[Exercise brief]
Please retype each line of the records below without changing anything.

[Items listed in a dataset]
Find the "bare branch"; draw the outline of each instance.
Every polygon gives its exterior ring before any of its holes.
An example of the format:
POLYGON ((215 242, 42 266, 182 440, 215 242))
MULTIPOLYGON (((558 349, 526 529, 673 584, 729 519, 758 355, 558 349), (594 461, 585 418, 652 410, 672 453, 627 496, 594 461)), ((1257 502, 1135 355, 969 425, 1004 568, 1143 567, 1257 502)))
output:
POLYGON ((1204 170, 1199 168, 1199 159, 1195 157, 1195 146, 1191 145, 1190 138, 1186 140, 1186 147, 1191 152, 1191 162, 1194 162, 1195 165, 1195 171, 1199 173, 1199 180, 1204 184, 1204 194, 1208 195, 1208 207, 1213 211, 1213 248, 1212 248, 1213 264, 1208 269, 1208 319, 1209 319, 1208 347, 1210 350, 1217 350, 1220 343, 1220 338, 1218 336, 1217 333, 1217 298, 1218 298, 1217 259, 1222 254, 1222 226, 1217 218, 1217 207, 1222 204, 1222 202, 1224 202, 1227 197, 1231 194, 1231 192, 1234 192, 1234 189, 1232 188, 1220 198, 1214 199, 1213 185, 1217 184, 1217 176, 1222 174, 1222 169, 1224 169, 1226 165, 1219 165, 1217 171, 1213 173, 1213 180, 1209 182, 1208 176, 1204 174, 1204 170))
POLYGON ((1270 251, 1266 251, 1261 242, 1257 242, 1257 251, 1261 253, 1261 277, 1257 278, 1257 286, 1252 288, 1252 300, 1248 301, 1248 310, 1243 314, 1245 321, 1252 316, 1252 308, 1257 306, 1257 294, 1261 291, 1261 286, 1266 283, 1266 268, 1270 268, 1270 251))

[The result]
Find the "bare branch"; draw the outline of each instance.
Every polygon gives its exterior ring before any of its holes.
An example of the format:
POLYGON ((215 242, 42 266, 182 440, 215 242))
MULTIPOLYGON (((558 349, 526 529, 673 584, 729 519, 758 355, 558 349), (594 461, 585 418, 652 410, 672 453, 627 496, 594 461)), ((1257 502, 1135 355, 969 425, 1004 568, 1143 567, 1257 502)))
output:
POLYGON ((1204 170, 1199 168, 1199 159, 1195 157, 1195 146, 1191 145, 1190 138, 1186 140, 1186 147, 1191 152, 1191 162, 1194 162, 1195 165, 1195 171, 1199 173, 1199 180, 1204 184, 1204 194, 1208 195, 1208 207, 1213 211, 1213 248, 1212 248, 1213 264, 1208 269, 1208 319, 1209 319, 1208 347, 1210 350, 1217 350, 1220 343, 1220 338, 1218 336, 1217 333, 1217 298, 1218 298, 1217 259, 1222 254, 1222 226, 1217 218, 1217 207, 1222 204, 1222 202, 1224 202, 1227 197, 1231 194, 1231 192, 1234 192, 1234 189, 1232 188, 1220 198, 1214 199, 1213 185, 1217 184, 1217 176, 1222 174, 1222 169, 1224 169, 1226 165, 1219 165, 1217 171, 1213 173, 1213 180, 1209 182, 1208 176, 1204 174, 1204 170))
POLYGON ((1270 251, 1266 251, 1261 242, 1257 242, 1257 251, 1261 253, 1261 277, 1257 278, 1257 286, 1252 288, 1252 300, 1248 301, 1248 310, 1243 314, 1245 321, 1252 316, 1252 308, 1257 306, 1257 294, 1261 291, 1261 286, 1266 283, 1266 268, 1270 268, 1270 251))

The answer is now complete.